### Source text

Question

The following figure shows a triangle ABC in which P, Q, and R are mid-points of sides AB, BC and CA respectively. S is mid-point of PQ:
Prove that: ar. ( ∆ ABC ) = 8 × ar. ( ∆ QSB )

Answer 1

In ΔABC,
R and Q are the mid-points of AC and BC respectively.
⇒ RQ || AB
that is RQ || PB

So, area ( ΔPBQ ) = area( ΔAPR )    ....(i)( Since AP = PB and triangles on the same base and between the same parallels are equal in area. )

Since P and R are the mid-points of AB and AC respectively.
⇒ PR || BC
that is PR || BQ
So, quadrilateral PMQR is a parallelogram.
Also, area( ΔPBQ ) = area( ΔPQR )    ....(ii)( diagonal of a parallelogram divide the parallelogram into two triangles with the equal area ) 

From (i) and (ii)
area( ΔPQR ) = area ( ΔPBQ ) = area( ΔAPR )   ....(iii)
Similarly, P and Q are the mid-points of AB and BC respectively.

### Exercise 1
Answer these from the triangle area proof:
(a) Which points are the mid-points of sides AB, BC and CA?
(b) Which point is the mid-point of PQ?
(c) Which three areas does equation (iii) state are equal?
### Exercise 2
Pick up the triangle area proof from its last line and carry it through to the final result.
The data after this point comes from a separate source.

### Source data
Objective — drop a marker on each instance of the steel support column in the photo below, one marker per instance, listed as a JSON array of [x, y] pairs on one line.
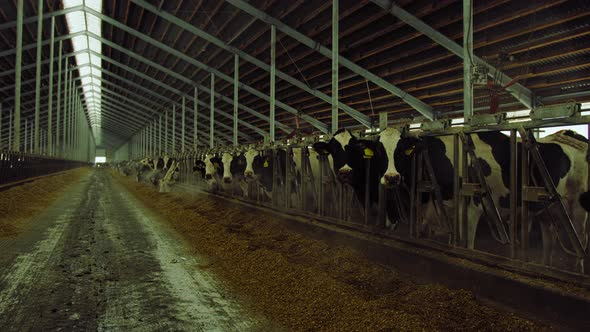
[[273, 88], [38, 74], [166, 136], [467, 58], [50, 149], [174, 128], [58, 109], [212, 112], [520, 92], [10, 147], [335, 54], [18, 69], [236, 88], [196, 118]]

### Task answer 1
(a) P, Q and R, respectively.
(b) S.
(c) area( ΔPQR ), area( ΔPBQ ) and area( ΔAPR ).

### Task answer 2
⇒ PQ || AC
that is PQ || RC
So, quadrilateral PQRC is a parallelogram.
Also, area( ΔRQC ) = area( ΔPQR )       .....(iv)( diagonal of a parallelogram divide the parallelogram into two triangles with the equal area )

From (iii) and (iv),
area( ΔPQR ) = area( ΔPBQ ) = area( ΔRQC ) = area( ΔAPR )
So, area( ΔPBQ ) = `1/4` area( ΔABC )     ....(v)

Also, since S is the mid-point of PQ,
BS is the median of ΔPBQ
SO, area( ΔQSB ) = `1/2`area( ΔPBQ )

From (v),
area( ΔQSB ) = `1/2 xx 1/4` area( ΔABC )

⇒ area( ΔABC ) = 8 area( ΔQSB ).